**Work to be completed:** Please update the listing below, replacing every instance of "positive clicks" with "foreground clicks" and keeping everything else the same. Leave the pictures out of your answer.

BEGIN Records provided

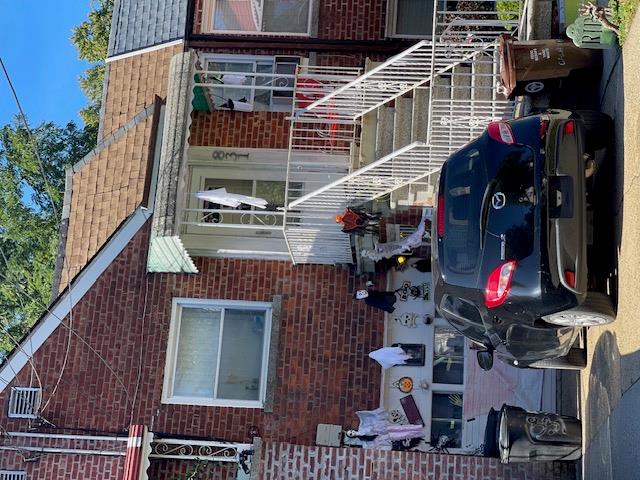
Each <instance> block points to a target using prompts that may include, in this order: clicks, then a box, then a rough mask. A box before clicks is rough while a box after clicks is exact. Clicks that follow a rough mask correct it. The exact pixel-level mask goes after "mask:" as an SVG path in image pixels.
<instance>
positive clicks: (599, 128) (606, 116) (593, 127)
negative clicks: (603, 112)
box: [576, 110, 613, 152]
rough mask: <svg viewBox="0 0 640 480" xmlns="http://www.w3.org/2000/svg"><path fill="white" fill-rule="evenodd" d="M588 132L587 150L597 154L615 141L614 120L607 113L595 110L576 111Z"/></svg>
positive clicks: (585, 139) (584, 110) (586, 142)
mask: <svg viewBox="0 0 640 480" xmlns="http://www.w3.org/2000/svg"><path fill="white" fill-rule="evenodd" d="M576 113H577V114H578V116H579V117H580V119H581V120H582V123H584V127H585V130H586V138H585V150H586V151H587V152H595V151H596V150H599V149H601V148H606V147H608V146H609V145H610V143H611V141H612V140H613V119H612V118H611V117H610V116H609V115H607V114H606V113H602V112H596V111H594V110H578V111H576Z"/></svg>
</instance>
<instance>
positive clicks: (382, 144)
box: [376, 106, 395, 160]
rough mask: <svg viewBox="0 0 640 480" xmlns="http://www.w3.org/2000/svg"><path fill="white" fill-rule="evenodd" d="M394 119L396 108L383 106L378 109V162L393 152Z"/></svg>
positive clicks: (376, 147)
mask: <svg viewBox="0 0 640 480" xmlns="http://www.w3.org/2000/svg"><path fill="white" fill-rule="evenodd" d="M394 117H395V108H394V107H387V106H382V107H380V108H378V122H377V128H376V160H377V159H380V158H382V157H384V156H386V155H389V154H390V153H391V152H393V133H394V132H393V129H394V123H395V122H394Z"/></svg>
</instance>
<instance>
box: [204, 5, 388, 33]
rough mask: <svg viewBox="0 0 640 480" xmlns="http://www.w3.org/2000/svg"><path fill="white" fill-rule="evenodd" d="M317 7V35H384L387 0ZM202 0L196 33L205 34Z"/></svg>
mask: <svg viewBox="0 0 640 480" xmlns="http://www.w3.org/2000/svg"><path fill="white" fill-rule="evenodd" d="M313 1H314V2H319V4H320V6H319V8H318V10H317V12H318V17H317V22H318V35H317V36H318V38H322V39H345V40H346V39H348V40H380V39H383V38H384V30H385V18H386V8H387V2H386V0H349V1H344V0H313ZM202 5H203V2H202V0H196V4H195V11H194V25H193V31H194V33H202Z"/></svg>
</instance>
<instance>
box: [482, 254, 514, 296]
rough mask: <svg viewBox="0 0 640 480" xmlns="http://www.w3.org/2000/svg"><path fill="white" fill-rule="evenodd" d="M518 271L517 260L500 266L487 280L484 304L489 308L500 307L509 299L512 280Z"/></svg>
mask: <svg viewBox="0 0 640 480" xmlns="http://www.w3.org/2000/svg"><path fill="white" fill-rule="evenodd" d="M515 270H516V262H515V260H510V261H508V262H505V263H503V264H502V265H499V266H498V267H497V268H496V269H495V270H494V271H493V272H491V274H490V275H489V278H488V279H487V286H486V288H485V289H484V304H485V305H486V306H487V307H488V308H493V307H497V306H500V305H502V304H503V303H504V299H505V298H507V294H508V293H509V290H511V278H512V277H513V272H515Z"/></svg>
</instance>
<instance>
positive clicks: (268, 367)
mask: <svg viewBox="0 0 640 480" xmlns="http://www.w3.org/2000/svg"><path fill="white" fill-rule="evenodd" d="M183 307H187V308H189V307H192V308H202V307H217V308H222V309H223V314H222V317H221V320H222V321H221V325H220V338H219V342H220V343H219V345H218V361H217V364H216V369H217V370H216V379H218V378H219V375H218V373H219V369H220V354H221V352H222V348H221V347H222V338H223V331H224V309H227V308H228V309H251V310H264V311H265V327H264V339H263V347H262V369H261V372H260V392H259V396H258V400H228V399H221V398H202V397H183V396H177V395H174V394H173V383H174V377H175V369H176V362H177V356H178V341H179V335H180V321H181V315H180V313H181V309H182V308H183ZM272 308H273V307H272V304H271V303H266V302H247V301H240V300H211V299H194V298H182V297H178V298H174V299H173V302H172V306H171V326H170V327H169V339H168V343H167V353H166V360H165V371H164V382H163V388H162V403H168V404H178V405H203V406H212V407H243V408H264V402H265V398H266V394H267V372H268V368H269V365H268V364H269V347H270V344H271V316H272ZM215 390H217V385H216V387H215ZM215 390H214V395H215Z"/></svg>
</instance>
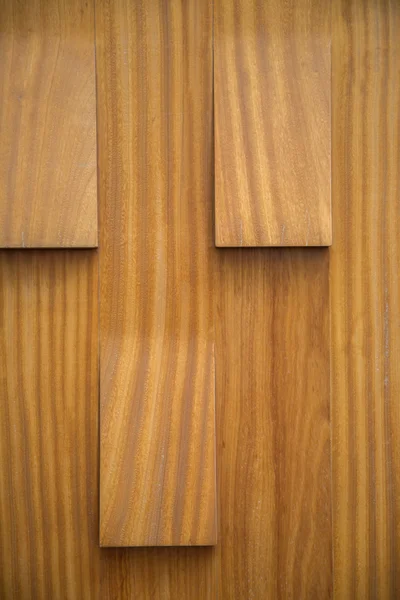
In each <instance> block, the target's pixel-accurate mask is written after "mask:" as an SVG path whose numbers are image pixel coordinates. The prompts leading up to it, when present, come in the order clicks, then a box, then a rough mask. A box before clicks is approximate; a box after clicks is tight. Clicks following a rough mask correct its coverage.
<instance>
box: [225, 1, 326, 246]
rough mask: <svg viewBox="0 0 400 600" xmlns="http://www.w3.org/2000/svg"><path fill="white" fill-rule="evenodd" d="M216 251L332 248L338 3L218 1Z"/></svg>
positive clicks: (264, 1) (304, 1) (315, 1)
mask: <svg viewBox="0 0 400 600" xmlns="http://www.w3.org/2000/svg"><path fill="white" fill-rule="evenodd" d="M214 11H215V40H214V49H215V56H214V106H215V238H216V245H217V246H328V245H330V244H331V242H332V231H331V229H332V227H331V107H330V103H331V50H330V45H331V7H330V0H327V2H323V3H321V2H319V1H318V0H300V1H296V0H271V1H268V2H267V1H265V0H237V1H234V0H215V8H214Z"/></svg>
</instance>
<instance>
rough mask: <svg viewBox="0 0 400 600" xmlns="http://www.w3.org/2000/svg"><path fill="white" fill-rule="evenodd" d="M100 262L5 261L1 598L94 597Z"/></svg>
mask: <svg viewBox="0 0 400 600" xmlns="http://www.w3.org/2000/svg"><path fill="white" fill-rule="evenodd" d="M97 283H98V282H97V257H96V256H95V255H94V254H92V253H89V252H87V251H80V252H65V253H58V252H51V251H48V252H20V251H3V252H1V253H0V380H1V386H0V464H1V469H0V523H1V527H0V573H1V576H0V596H1V597H2V598H7V600H8V599H10V600H11V599H15V600H19V599H20V598H93V599H95V598H99V597H100V596H99V587H98V582H99V550H98V525H97V514H98V508H97V506H98V494H97V469H98V458H97V453H98V437H97V416H98V383H97V382H98V366H97V365H98V357H97V339H98V337H97V334H98V332H97Z"/></svg>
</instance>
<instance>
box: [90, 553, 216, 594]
mask: <svg viewBox="0 0 400 600" xmlns="http://www.w3.org/2000/svg"><path fill="white" fill-rule="evenodd" d="M215 555H216V550H215V547H213V546H208V547H192V548H183V547H181V548H108V549H103V550H102V552H101V573H102V577H101V596H100V597H101V598H102V600H131V599H132V598H140V600H175V599H176V598H185V599H186V598H190V600H215V599H216V598H217V597H218V596H217V593H218V592H217V587H216V572H215V571H216V569H215Z"/></svg>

END Records provided

**Solution for this problem:**
Each <instance> block points to a target using prompts that may include, in this order: clicks, then a box, then a rough mask. A box before clicks is rough while a box after clicks is exact. Clicks that follow a rough mask correct it. The exact pixel-level mask goes after "mask:" as an SVG path in image pixels.
<instance>
foreground clicks: (599, 128) (606, 116) (593, 127)
negative clicks: (603, 112)
box: [576, 110, 613, 152]
rough mask: <svg viewBox="0 0 640 480" xmlns="http://www.w3.org/2000/svg"><path fill="white" fill-rule="evenodd" d="M588 132L587 150L597 154L615 141L614 120L607 113L595 110L576 111Z"/></svg>
foreground clicks: (585, 139) (584, 110) (586, 142)
mask: <svg viewBox="0 0 640 480" xmlns="http://www.w3.org/2000/svg"><path fill="white" fill-rule="evenodd" d="M576 113H577V114H578V116H579V117H580V119H581V120H582V123H584V127H585V130H586V138H585V150H586V151H587V152H595V151H596V150H599V149H601V148H606V147H608V146H609V145H610V143H611V141H612V140H613V119H612V118H611V117H610V116H609V115H607V114H606V113H602V112H596V111H594V110H578V111H576Z"/></svg>
</instance>
<instance>
foreground clicks: (382, 144)
box: [376, 106, 395, 160]
rough mask: <svg viewBox="0 0 640 480" xmlns="http://www.w3.org/2000/svg"><path fill="white" fill-rule="evenodd" d="M394 119L396 108L383 106L378 109V162L393 152Z"/></svg>
foreground clicks: (376, 147)
mask: <svg viewBox="0 0 640 480" xmlns="http://www.w3.org/2000/svg"><path fill="white" fill-rule="evenodd" d="M394 117H395V108H394V107H387V106H382V107H380V108H378V122H377V128H376V160H377V159H380V158H382V157H384V156H386V155H389V154H390V153H391V152H393V133H394V132H393V129H394V123H395V122H394Z"/></svg>
</instance>
<instance>
box: [204, 5, 388, 33]
rough mask: <svg viewBox="0 0 640 480" xmlns="http://www.w3.org/2000/svg"><path fill="white" fill-rule="evenodd" d="M317 7V35H384L387 0ZM202 0L196 33L205 34Z"/></svg>
mask: <svg viewBox="0 0 640 480" xmlns="http://www.w3.org/2000/svg"><path fill="white" fill-rule="evenodd" d="M313 1H314V2H319V4H320V6H319V8H318V10H317V12H318V17H317V22H318V35H317V36H318V38H322V39H345V40H346V39H348V40H380V39H383V38H384V30H385V18H386V8H387V2H386V0H349V1H344V0H313ZM202 5H203V2H202V0H196V4H195V11H194V25H193V31H194V33H202Z"/></svg>
</instance>
<instance>
box: [482, 254, 514, 296]
rough mask: <svg viewBox="0 0 640 480" xmlns="http://www.w3.org/2000/svg"><path fill="white" fill-rule="evenodd" d="M518 271L517 260L500 266L487 280L484 304L489 308L500 307L509 299L512 280Z"/></svg>
mask: <svg viewBox="0 0 640 480" xmlns="http://www.w3.org/2000/svg"><path fill="white" fill-rule="evenodd" d="M515 270H516V262H515V260H510V261H508V262H505V263H503V264H502V265H499V266H498V267H497V268H496V269H495V270H494V271H493V272H491V274H490V275H489V278H488V279H487V286H486V288H485V289H484V304H485V305H486V306H487V307H488V308H493V307H497V306H500V305H502V304H503V303H504V299H505V298H507V294H508V293H509V290H511V278H512V277H513V272H515Z"/></svg>
</instance>
<instance>
foreground clicks: (268, 367)
mask: <svg viewBox="0 0 640 480" xmlns="http://www.w3.org/2000/svg"><path fill="white" fill-rule="evenodd" d="M183 307H187V308H189V307H192V308H202V307H217V308H222V309H223V314H222V317H221V320H222V321H221V325H220V338H219V342H220V343H219V345H218V361H217V364H216V369H217V370H216V379H218V378H219V375H218V373H219V369H220V354H221V352H222V348H221V347H222V338H223V331H224V309H227V308H228V309H251V310H264V311H265V327H264V339H263V347H262V369H261V372H260V392H259V396H258V400H228V399H221V398H202V397H183V396H177V395H174V394H173V383H174V377H175V369H176V362H177V356H178V341H179V335H180V321H181V315H180V313H181V309H182V308H183ZM272 308H273V307H272V304H271V303H266V302H247V301H240V300H211V299H194V298H182V297H178V298H174V299H173V302H172V306H171V326H170V327H169V339H168V343H167V353H166V360H165V371H164V382H163V388H162V403H168V404H178V405H203V406H212V407H243V408H264V402H265V398H266V394H267V372H268V368H269V365H268V364H269V347H270V344H271V316H272ZM215 390H217V385H216V387H215ZM215 390H214V395H215Z"/></svg>
</instance>
In each <instance> block, the target's pixel-accurate mask is written after "mask:" as an SVG path whose numbers are image pixel coordinates. The prompts leading up to it, when present, come in the order clicks, then a box, then a rough mask. A box before clicks is approximate; a box after clicks is tight. Clicks following a rough mask correct its coverage.
<instance>
box: [225, 1, 326, 246]
rough mask: <svg viewBox="0 0 400 600" xmlns="http://www.w3.org/2000/svg"><path fill="white" fill-rule="evenodd" d="M216 251L332 248L338 3L218 1Z"/></svg>
foreground clicks: (264, 1) (304, 1) (315, 1)
mask: <svg viewBox="0 0 400 600" xmlns="http://www.w3.org/2000/svg"><path fill="white" fill-rule="evenodd" d="M214 11H215V40H214V49H215V56H214V106H215V238H216V245H217V246H328V245H330V244H331V242H332V231H331V229H332V227H331V107H330V103H331V50H330V45H331V7H330V0H327V2H323V3H321V2H319V1H318V0H300V1H296V0H271V1H268V2H267V1H265V0H237V1H234V0H215V8H214Z"/></svg>
</instance>
<instance>
rough mask: <svg viewBox="0 0 400 600" xmlns="http://www.w3.org/2000/svg"><path fill="white" fill-rule="evenodd" d="M100 262L5 261L1 598L94 597Z"/></svg>
mask: <svg viewBox="0 0 400 600" xmlns="http://www.w3.org/2000/svg"><path fill="white" fill-rule="evenodd" d="M97 283H98V282H97V257H96V256H95V255H94V254H92V253H89V252H87V251H80V252H65V253H58V252H51V251H48V252H20V251H3V252H1V253H0V380H1V386H0V464H1V469H0V523H1V527H0V573H1V576H0V596H1V597H2V598H7V600H8V599H10V600H11V599H15V600H19V599H20V598H93V599H95V598H99V597H100V596H99V587H98V582H99V550H98V525H97V514H98V508H97V506H98V494H97V469H98V458H97V453H98V437H97V416H98V383H97V382H98V366H97V365H98V357H97V339H98V337H97V334H98V332H97Z"/></svg>
</instance>
<instance>
box: [90, 553, 216, 594]
mask: <svg viewBox="0 0 400 600" xmlns="http://www.w3.org/2000/svg"><path fill="white" fill-rule="evenodd" d="M215 555H216V550H215V547H213V546H208V547H192V548H183V547H181V548H108V549H103V550H102V552H101V573H102V577H101V596H100V597H101V598H102V600H131V599H132V598H140V600H175V599H176V598H185V599H186V598H190V600H215V599H216V598H217V597H218V596H217V593H218V592H217V587H216V572H215V571H216V569H215Z"/></svg>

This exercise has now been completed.